# WHAT YOU WILL DO
Which lines below contain the word "every"? Pull out each of them and copy it in full.
•••
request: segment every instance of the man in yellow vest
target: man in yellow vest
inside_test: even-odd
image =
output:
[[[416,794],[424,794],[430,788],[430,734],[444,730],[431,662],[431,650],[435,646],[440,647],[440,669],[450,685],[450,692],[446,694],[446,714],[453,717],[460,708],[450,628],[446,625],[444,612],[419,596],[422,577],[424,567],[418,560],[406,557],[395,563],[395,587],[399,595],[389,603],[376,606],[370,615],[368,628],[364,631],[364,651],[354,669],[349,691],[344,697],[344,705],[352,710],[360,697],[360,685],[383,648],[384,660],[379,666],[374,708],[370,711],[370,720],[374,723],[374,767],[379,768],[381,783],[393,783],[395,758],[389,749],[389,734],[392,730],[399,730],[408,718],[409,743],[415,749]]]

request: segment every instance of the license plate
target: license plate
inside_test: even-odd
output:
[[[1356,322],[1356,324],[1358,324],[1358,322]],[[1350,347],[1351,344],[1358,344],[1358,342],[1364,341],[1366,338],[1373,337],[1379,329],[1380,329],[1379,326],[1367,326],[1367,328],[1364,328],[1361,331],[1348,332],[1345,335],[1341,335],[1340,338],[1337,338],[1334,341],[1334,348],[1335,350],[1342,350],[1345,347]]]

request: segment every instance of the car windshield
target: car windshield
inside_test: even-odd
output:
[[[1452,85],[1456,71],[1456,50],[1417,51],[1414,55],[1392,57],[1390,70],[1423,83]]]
•••
# RESPONSE FOR THIS EXERCISE
request: segment every instance of the man in yellow vest
request: segment every instance of the license plate
request: segment every instance of the car windshield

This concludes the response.